• **Directions**: Would you copy all lines in the data that contain the word "surface"?

• **Records for processing**:

== Segment start ==

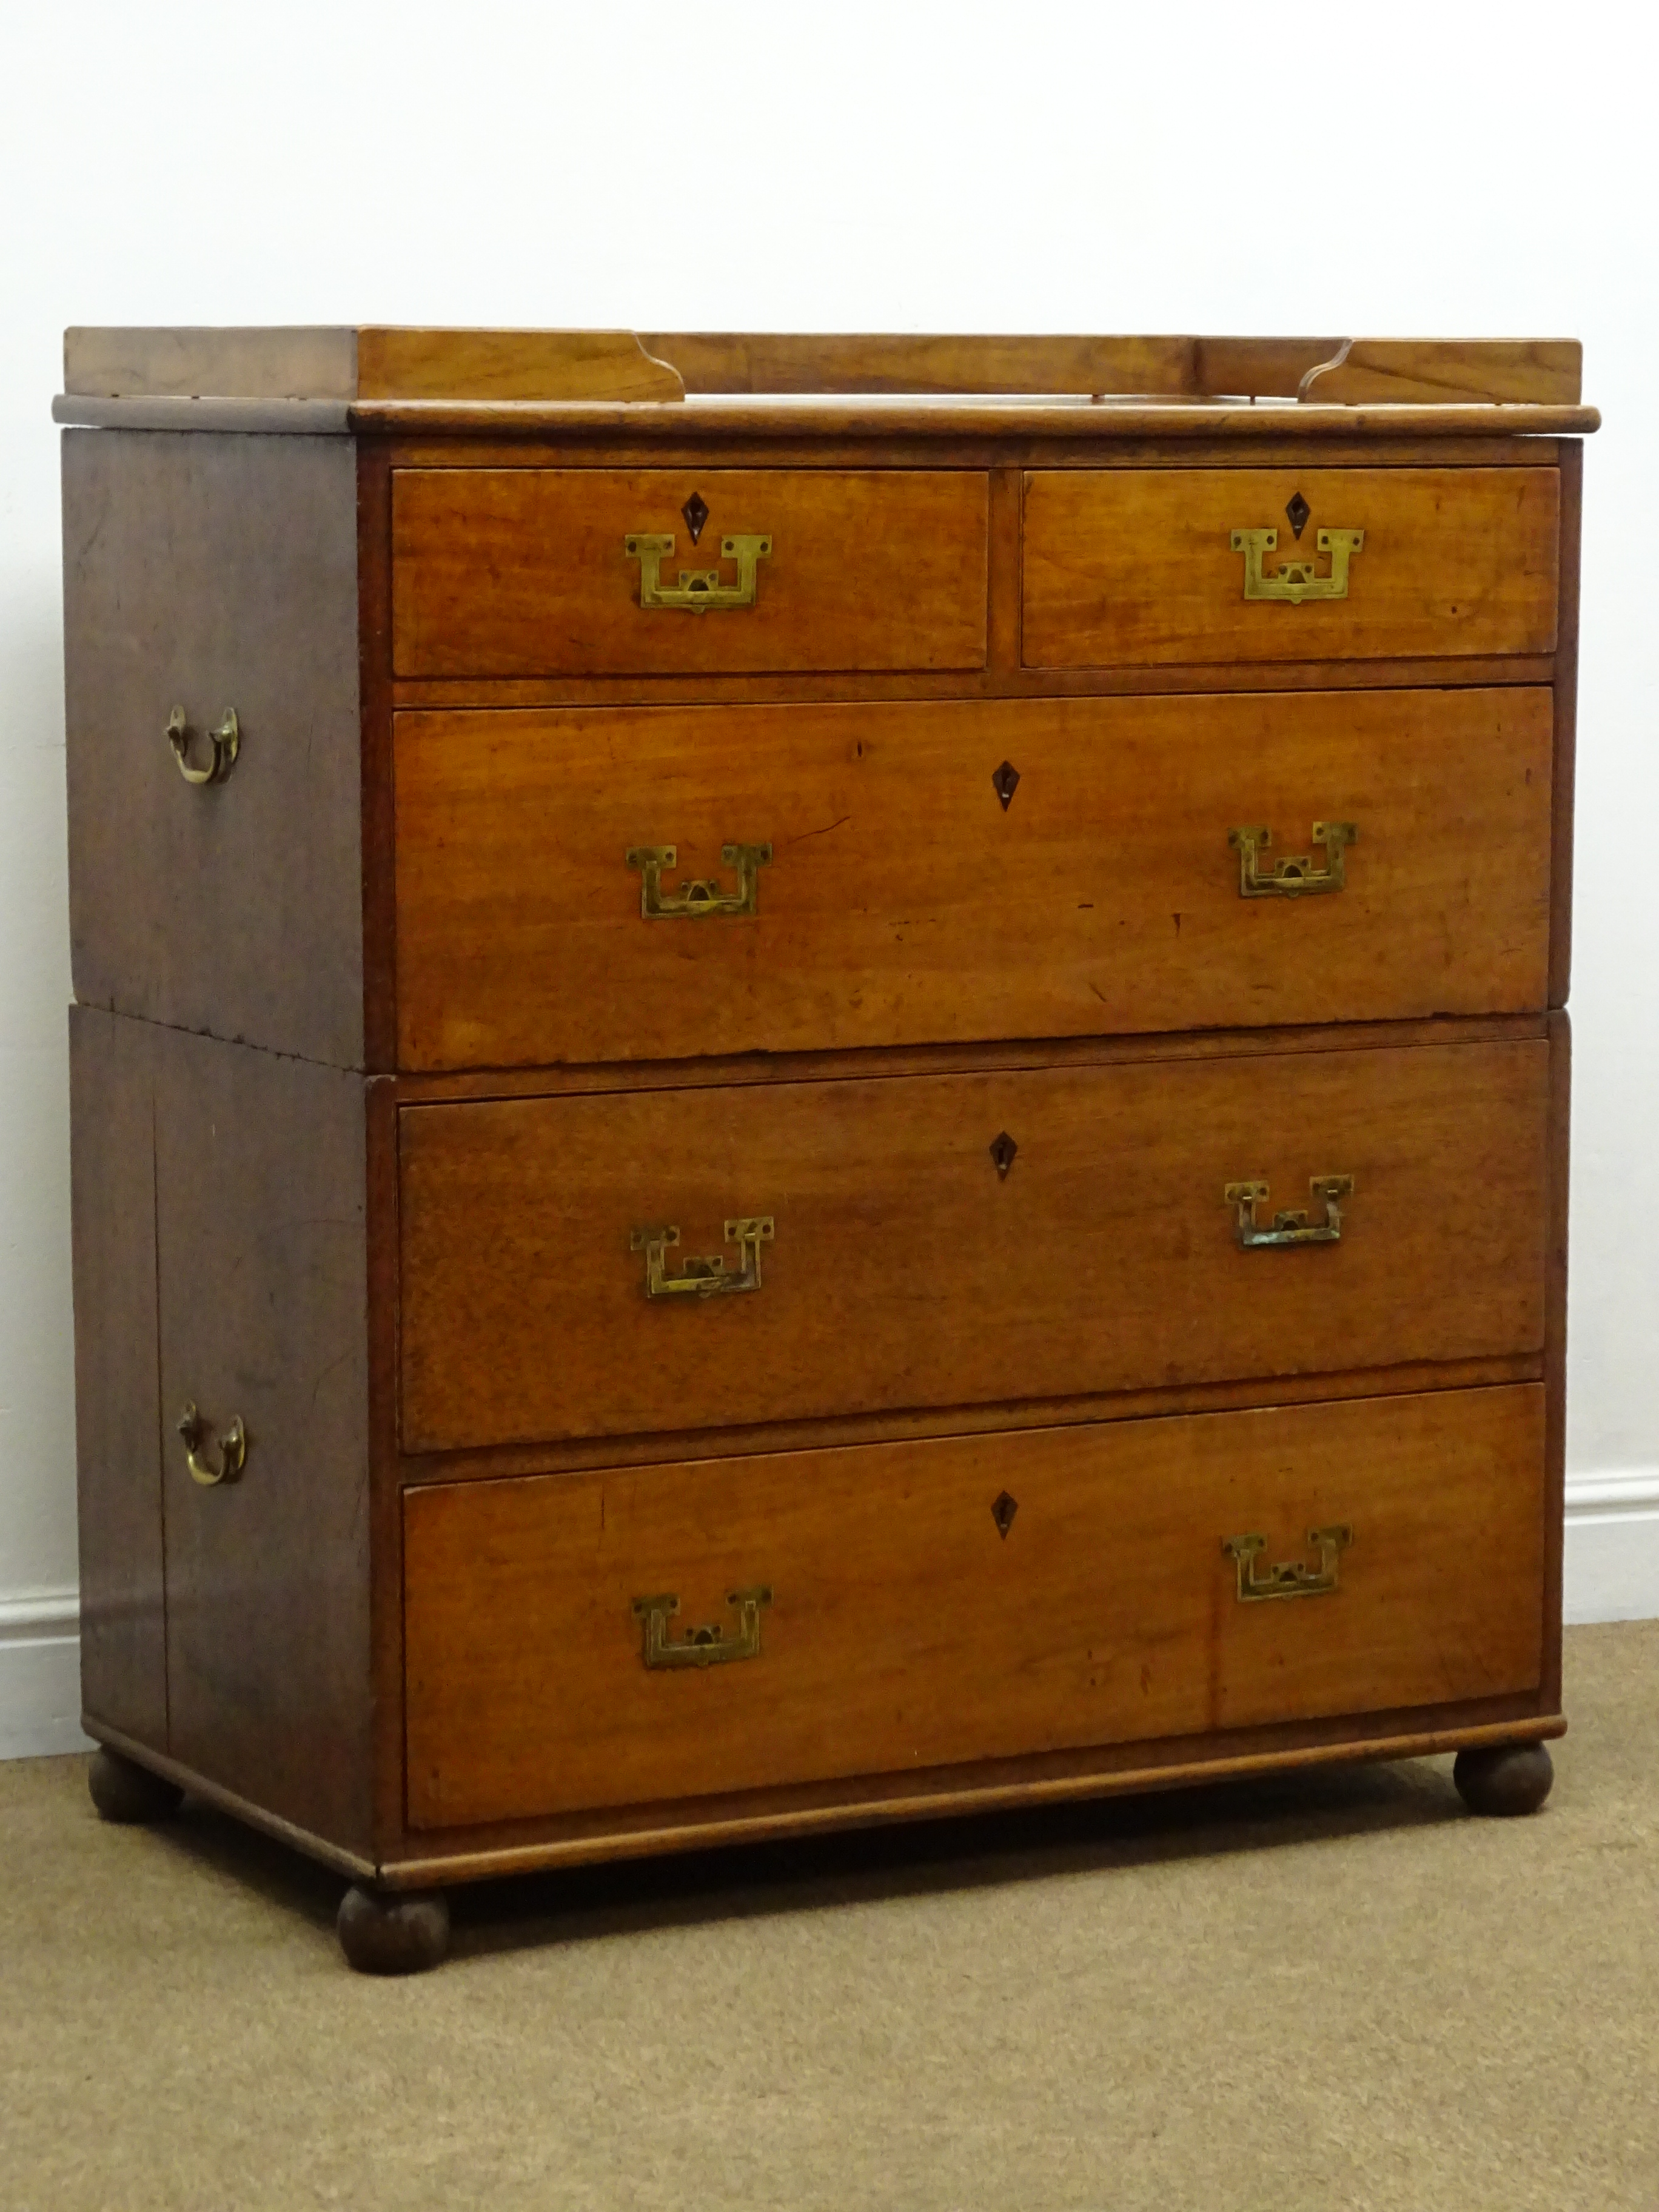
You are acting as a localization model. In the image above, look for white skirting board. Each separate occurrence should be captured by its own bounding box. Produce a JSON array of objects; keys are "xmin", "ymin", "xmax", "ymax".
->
[
  {"xmin": 0, "ymin": 1592, "xmax": 94, "ymax": 1761},
  {"xmin": 1561, "ymin": 1469, "xmax": 1659, "ymax": 1624},
  {"xmin": 2, "ymin": 1476, "xmax": 1657, "ymax": 1758}
]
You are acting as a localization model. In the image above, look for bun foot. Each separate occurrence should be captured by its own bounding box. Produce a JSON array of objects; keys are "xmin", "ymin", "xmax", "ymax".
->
[
  {"xmin": 1453, "ymin": 1741, "xmax": 1555, "ymax": 1817},
  {"xmin": 88, "ymin": 1746, "xmax": 184, "ymax": 1824},
  {"xmin": 337, "ymin": 1884, "xmax": 450, "ymax": 1974}
]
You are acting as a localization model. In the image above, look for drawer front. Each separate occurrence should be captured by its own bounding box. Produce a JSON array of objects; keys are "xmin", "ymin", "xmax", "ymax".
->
[
  {"xmin": 398, "ymin": 1036, "xmax": 1549, "ymax": 1453},
  {"xmin": 394, "ymin": 688, "xmax": 1552, "ymax": 1071},
  {"xmin": 391, "ymin": 469, "xmax": 990, "ymax": 677},
  {"xmin": 1022, "ymin": 468, "xmax": 1560, "ymax": 668},
  {"xmin": 403, "ymin": 1384, "xmax": 1547, "ymax": 1829}
]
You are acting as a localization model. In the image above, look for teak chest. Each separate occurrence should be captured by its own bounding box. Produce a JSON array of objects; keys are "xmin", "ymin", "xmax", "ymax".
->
[{"xmin": 59, "ymin": 327, "xmax": 1595, "ymax": 1971}]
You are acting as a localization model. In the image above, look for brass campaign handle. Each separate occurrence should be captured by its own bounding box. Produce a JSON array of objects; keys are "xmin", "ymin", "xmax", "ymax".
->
[
  {"xmin": 1223, "ymin": 1526, "xmax": 1352, "ymax": 1601},
  {"xmin": 632, "ymin": 1587, "xmax": 773, "ymax": 1669},
  {"xmin": 624, "ymin": 531, "xmax": 772, "ymax": 611},
  {"xmin": 1229, "ymin": 821, "xmax": 1357, "ymax": 897},
  {"xmin": 166, "ymin": 706, "xmax": 240, "ymax": 786},
  {"xmin": 1225, "ymin": 1176, "xmax": 1353, "ymax": 1249},
  {"xmin": 626, "ymin": 842, "xmax": 772, "ymax": 918},
  {"xmin": 1231, "ymin": 527, "xmax": 1364, "ymax": 603},
  {"xmin": 176, "ymin": 1400, "xmax": 247, "ymax": 1487},
  {"xmin": 632, "ymin": 1217, "xmax": 774, "ymax": 1299}
]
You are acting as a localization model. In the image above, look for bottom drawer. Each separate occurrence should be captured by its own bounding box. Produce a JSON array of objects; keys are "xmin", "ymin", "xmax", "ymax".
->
[{"xmin": 403, "ymin": 1385, "xmax": 1546, "ymax": 1831}]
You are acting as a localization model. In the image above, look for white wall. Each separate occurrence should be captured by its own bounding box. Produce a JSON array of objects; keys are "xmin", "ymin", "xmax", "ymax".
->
[{"xmin": 2, "ymin": 0, "xmax": 1657, "ymax": 1752}]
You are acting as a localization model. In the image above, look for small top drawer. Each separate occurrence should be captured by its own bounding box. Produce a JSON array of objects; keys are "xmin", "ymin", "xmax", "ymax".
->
[
  {"xmin": 1022, "ymin": 467, "xmax": 1560, "ymax": 669},
  {"xmin": 392, "ymin": 468, "xmax": 990, "ymax": 679}
]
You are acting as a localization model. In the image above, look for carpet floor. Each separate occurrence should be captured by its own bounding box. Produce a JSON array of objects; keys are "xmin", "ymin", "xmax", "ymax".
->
[{"xmin": 2, "ymin": 1623, "xmax": 1657, "ymax": 2210}]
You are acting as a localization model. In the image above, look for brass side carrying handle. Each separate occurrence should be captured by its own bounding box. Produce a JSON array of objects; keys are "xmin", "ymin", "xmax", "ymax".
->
[
  {"xmin": 1225, "ymin": 1175, "xmax": 1353, "ymax": 1248},
  {"xmin": 632, "ymin": 1587, "xmax": 773, "ymax": 1669},
  {"xmin": 626, "ymin": 842, "xmax": 772, "ymax": 919},
  {"xmin": 176, "ymin": 1400, "xmax": 247, "ymax": 1487},
  {"xmin": 1223, "ymin": 1526, "xmax": 1352, "ymax": 1601},
  {"xmin": 166, "ymin": 706, "xmax": 240, "ymax": 785},
  {"xmin": 1228, "ymin": 821, "xmax": 1357, "ymax": 897},
  {"xmin": 632, "ymin": 1217, "xmax": 774, "ymax": 1299},
  {"xmin": 1231, "ymin": 527, "xmax": 1364, "ymax": 603},
  {"xmin": 624, "ymin": 531, "xmax": 772, "ymax": 612}
]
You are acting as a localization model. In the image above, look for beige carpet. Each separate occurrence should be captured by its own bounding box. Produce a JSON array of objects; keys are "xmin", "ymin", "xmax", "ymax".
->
[{"xmin": 4, "ymin": 1624, "xmax": 1657, "ymax": 2211}]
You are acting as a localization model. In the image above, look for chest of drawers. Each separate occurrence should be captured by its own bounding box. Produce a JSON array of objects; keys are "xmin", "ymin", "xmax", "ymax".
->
[{"xmin": 59, "ymin": 327, "xmax": 1595, "ymax": 1971}]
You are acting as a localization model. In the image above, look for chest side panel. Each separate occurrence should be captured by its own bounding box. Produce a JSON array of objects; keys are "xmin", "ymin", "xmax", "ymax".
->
[{"xmin": 63, "ymin": 428, "xmax": 364, "ymax": 1068}]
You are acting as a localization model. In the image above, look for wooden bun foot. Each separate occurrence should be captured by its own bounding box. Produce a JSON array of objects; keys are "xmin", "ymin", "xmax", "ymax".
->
[
  {"xmin": 337, "ymin": 1884, "xmax": 450, "ymax": 1974},
  {"xmin": 87, "ymin": 1746, "xmax": 184, "ymax": 1824},
  {"xmin": 1453, "ymin": 1741, "xmax": 1555, "ymax": 1817}
]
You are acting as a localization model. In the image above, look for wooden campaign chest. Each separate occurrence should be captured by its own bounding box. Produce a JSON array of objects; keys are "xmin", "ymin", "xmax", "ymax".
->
[{"xmin": 59, "ymin": 327, "xmax": 1595, "ymax": 1971}]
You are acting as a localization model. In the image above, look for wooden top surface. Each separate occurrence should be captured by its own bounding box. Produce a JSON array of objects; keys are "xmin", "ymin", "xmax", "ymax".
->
[{"xmin": 55, "ymin": 328, "xmax": 1597, "ymax": 438}]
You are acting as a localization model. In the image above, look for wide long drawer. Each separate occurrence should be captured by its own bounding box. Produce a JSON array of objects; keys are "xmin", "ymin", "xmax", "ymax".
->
[
  {"xmin": 1022, "ymin": 468, "xmax": 1560, "ymax": 668},
  {"xmin": 403, "ymin": 1384, "xmax": 1547, "ymax": 1829},
  {"xmin": 394, "ymin": 688, "xmax": 1552, "ymax": 1070},
  {"xmin": 398, "ymin": 1034, "xmax": 1550, "ymax": 1453},
  {"xmin": 391, "ymin": 469, "xmax": 990, "ymax": 677}
]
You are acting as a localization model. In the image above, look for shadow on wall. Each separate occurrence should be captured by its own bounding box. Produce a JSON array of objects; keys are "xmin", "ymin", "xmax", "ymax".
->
[{"xmin": 0, "ymin": 561, "xmax": 78, "ymax": 1660}]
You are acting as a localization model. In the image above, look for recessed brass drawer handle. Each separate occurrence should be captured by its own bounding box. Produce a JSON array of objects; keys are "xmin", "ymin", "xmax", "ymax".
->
[
  {"xmin": 166, "ymin": 706, "xmax": 240, "ymax": 785},
  {"xmin": 626, "ymin": 842, "xmax": 772, "ymax": 919},
  {"xmin": 631, "ymin": 1217, "xmax": 774, "ymax": 1299},
  {"xmin": 1228, "ymin": 821, "xmax": 1356, "ymax": 897},
  {"xmin": 633, "ymin": 1587, "xmax": 773, "ymax": 1669},
  {"xmin": 1223, "ymin": 1526, "xmax": 1352, "ymax": 1601},
  {"xmin": 1225, "ymin": 1175, "xmax": 1353, "ymax": 1248},
  {"xmin": 176, "ymin": 1400, "xmax": 247, "ymax": 1487},
  {"xmin": 1231, "ymin": 526, "xmax": 1364, "ymax": 603},
  {"xmin": 624, "ymin": 531, "xmax": 772, "ymax": 612}
]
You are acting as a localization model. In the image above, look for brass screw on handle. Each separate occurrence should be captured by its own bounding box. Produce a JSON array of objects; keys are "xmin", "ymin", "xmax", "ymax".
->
[{"xmin": 177, "ymin": 1401, "xmax": 248, "ymax": 1487}]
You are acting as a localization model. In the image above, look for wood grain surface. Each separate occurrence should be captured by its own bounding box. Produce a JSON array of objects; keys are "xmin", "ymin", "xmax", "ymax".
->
[
  {"xmin": 403, "ymin": 1383, "xmax": 1546, "ymax": 1829},
  {"xmin": 152, "ymin": 1027, "xmax": 375, "ymax": 1855},
  {"xmin": 390, "ymin": 468, "xmax": 990, "ymax": 677},
  {"xmin": 62, "ymin": 429, "xmax": 366, "ymax": 1067},
  {"xmin": 63, "ymin": 325, "xmax": 685, "ymax": 404},
  {"xmin": 392, "ymin": 687, "xmax": 1553, "ymax": 1071},
  {"xmin": 352, "ymin": 401, "xmax": 1598, "ymax": 445},
  {"xmin": 69, "ymin": 1008, "xmax": 166, "ymax": 1746},
  {"xmin": 357, "ymin": 328, "xmax": 682, "ymax": 403},
  {"xmin": 1550, "ymin": 443, "xmax": 1583, "ymax": 1007},
  {"xmin": 1022, "ymin": 467, "xmax": 1560, "ymax": 668},
  {"xmin": 637, "ymin": 333, "xmax": 1342, "ymax": 398},
  {"xmin": 61, "ymin": 328, "xmax": 1583, "ymax": 407},
  {"xmin": 64, "ymin": 325, "xmax": 360, "ymax": 400},
  {"xmin": 398, "ymin": 1032, "xmax": 1550, "ymax": 1453},
  {"xmin": 1299, "ymin": 340, "xmax": 1581, "ymax": 407}
]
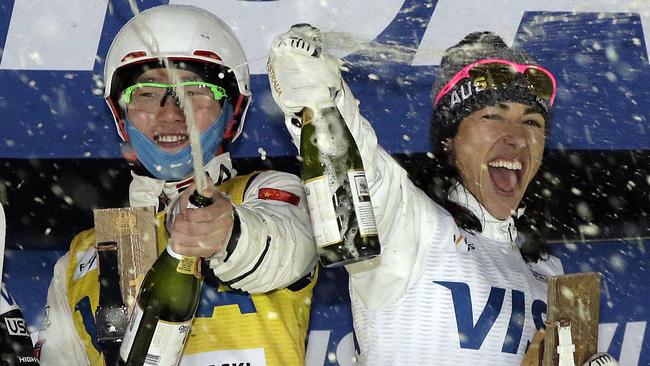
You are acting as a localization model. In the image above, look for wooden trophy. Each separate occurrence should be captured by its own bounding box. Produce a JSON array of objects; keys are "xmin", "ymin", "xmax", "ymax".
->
[
  {"xmin": 93, "ymin": 206, "xmax": 159, "ymax": 313},
  {"xmin": 543, "ymin": 272, "xmax": 601, "ymax": 366}
]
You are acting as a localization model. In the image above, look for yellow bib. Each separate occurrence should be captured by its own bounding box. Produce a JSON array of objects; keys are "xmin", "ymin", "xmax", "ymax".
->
[{"xmin": 66, "ymin": 173, "xmax": 315, "ymax": 365}]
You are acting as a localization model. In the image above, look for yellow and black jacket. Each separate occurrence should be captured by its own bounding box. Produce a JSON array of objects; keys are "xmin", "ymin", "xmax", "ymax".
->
[{"xmin": 39, "ymin": 167, "xmax": 317, "ymax": 366}]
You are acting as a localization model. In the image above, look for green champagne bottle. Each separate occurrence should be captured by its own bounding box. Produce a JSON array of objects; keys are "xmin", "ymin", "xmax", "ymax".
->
[
  {"xmin": 300, "ymin": 104, "xmax": 381, "ymax": 267},
  {"xmin": 119, "ymin": 192, "xmax": 209, "ymax": 365},
  {"xmin": 118, "ymin": 245, "xmax": 202, "ymax": 365}
]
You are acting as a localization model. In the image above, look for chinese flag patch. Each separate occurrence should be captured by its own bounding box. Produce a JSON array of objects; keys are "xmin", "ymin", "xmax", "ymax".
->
[{"xmin": 258, "ymin": 188, "xmax": 301, "ymax": 206}]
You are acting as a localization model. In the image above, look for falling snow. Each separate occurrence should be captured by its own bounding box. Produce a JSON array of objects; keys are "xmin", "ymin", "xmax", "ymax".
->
[{"xmin": 0, "ymin": 2, "xmax": 648, "ymax": 364}]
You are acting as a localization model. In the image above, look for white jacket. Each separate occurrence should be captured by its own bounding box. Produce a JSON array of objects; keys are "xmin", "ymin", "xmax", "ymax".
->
[
  {"xmin": 332, "ymin": 82, "xmax": 563, "ymax": 365},
  {"xmin": 37, "ymin": 153, "xmax": 317, "ymax": 365}
]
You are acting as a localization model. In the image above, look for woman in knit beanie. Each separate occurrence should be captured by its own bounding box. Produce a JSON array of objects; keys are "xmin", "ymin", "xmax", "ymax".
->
[
  {"xmin": 267, "ymin": 27, "xmax": 610, "ymax": 364},
  {"xmin": 430, "ymin": 31, "xmax": 554, "ymax": 263}
]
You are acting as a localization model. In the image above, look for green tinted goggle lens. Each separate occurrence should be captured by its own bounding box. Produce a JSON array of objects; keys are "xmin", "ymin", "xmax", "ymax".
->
[{"xmin": 120, "ymin": 81, "xmax": 228, "ymax": 105}]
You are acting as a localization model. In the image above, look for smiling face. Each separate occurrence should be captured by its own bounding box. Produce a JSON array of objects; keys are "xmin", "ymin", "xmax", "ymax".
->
[
  {"xmin": 448, "ymin": 102, "xmax": 546, "ymax": 219},
  {"xmin": 125, "ymin": 68, "xmax": 223, "ymax": 153}
]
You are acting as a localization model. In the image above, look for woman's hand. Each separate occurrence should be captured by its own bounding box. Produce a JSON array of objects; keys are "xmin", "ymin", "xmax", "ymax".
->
[{"xmin": 520, "ymin": 329, "xmax": 545, "ymax": 366}]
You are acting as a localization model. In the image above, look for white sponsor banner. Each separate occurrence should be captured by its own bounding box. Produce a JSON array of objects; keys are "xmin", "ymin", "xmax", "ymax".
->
[
  {"xmin": 179, "ymin": 347, "xmax": 266, "ymax": 366},
  {"xmin": 598, "ymin": 321, "xmax": 646, "ymax": 366},
  {"xmin": 2, "ymin": 0, "xmax": 648, "ymax": 73},
  {"xmin": 1, "ymin": 0, "xmax": 109, "ymax": 70},
  {"xmin": 306, "ymin": 330, "xmax": 356, "ymax": 366},
  {"xmin": 305, "ymin": 325, "xmax": 647, "ymax": 366},
  {"xmin": 415, "ymin": 0, "xmax": 650, "ymax": 65}
]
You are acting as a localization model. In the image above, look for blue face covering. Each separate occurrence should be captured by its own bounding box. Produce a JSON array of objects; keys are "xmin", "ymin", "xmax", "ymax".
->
[{"xmin": 126, "ymin": 102, "xmax": 233, "ymax": 181}]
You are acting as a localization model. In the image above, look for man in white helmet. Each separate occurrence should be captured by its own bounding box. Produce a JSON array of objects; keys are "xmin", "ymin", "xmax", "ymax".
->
[{"xmin": 37, "ymin": 5, "xmax": 317, "ymax": 366}]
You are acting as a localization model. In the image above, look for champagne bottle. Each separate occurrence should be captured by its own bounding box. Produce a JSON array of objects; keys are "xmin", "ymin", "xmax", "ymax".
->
[
  {"xmin": 0, "ymin": 285, "xmax": 39, "ymax": 366},
  {"xmin": 300, "ymin": 104, "xmax": 381, "ymax": 267},
  {"xmin": 119, "ymin": 192, "xmax": 209, "ymax": 366}
]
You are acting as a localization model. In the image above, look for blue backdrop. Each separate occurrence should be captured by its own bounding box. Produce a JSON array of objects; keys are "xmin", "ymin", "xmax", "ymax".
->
[
  {"xmin": 0, "ymin": 0, "xmax": 648, "ymax": 159},
  {"xmin": 4, "ymin": 240, "xmax": 648, "ymax": 366},
  {"xmin": 1, "ymin": 0, "xmax": 648, "ymax": 365}
]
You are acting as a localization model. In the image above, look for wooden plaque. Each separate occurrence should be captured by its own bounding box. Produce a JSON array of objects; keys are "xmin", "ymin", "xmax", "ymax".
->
[
  {"xmin": 93, "ymin": 206, "xmax": 158, "ymax": 313},
  {"xmin": 543, "ymin": 272, "xmax": 601, "ymax": 366}
]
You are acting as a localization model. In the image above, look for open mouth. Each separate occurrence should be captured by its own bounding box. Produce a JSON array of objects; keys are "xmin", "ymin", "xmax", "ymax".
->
[
  {"xmin": 487, "ymin": 158, "xmax": 525, "ymax": 195},
  {"xmin": 154, "ymin": 134, "xmax": 188, "ymax": 149}
]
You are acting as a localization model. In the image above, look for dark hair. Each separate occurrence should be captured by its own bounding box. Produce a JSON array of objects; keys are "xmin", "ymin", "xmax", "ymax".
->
[{"xmin": 429, "ymin": 117, "xmax": 481, "ymax": 233}]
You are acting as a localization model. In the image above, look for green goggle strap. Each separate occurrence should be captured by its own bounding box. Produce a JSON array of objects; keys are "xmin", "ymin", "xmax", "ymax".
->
[{"xmin": 120, "ymin": 81, "xmax": 228, "ymax": 105}]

== Segment end ==

• **Completed task**:
You are acting as a localization model. In the image above, look for wooden top surface. Each separate occurrence should be captured by its own bounding box. Produce a JSON array of objects; keys are "xmin", "ymin", "xmax", "ymax".
You are acting as a localization model. In the image above, look for wood grain surface. Each separate occurrence should be captured by its own bounding box. Produce a JSON array of objects; keys are "xmin", "ymin", "xmax", "ymax".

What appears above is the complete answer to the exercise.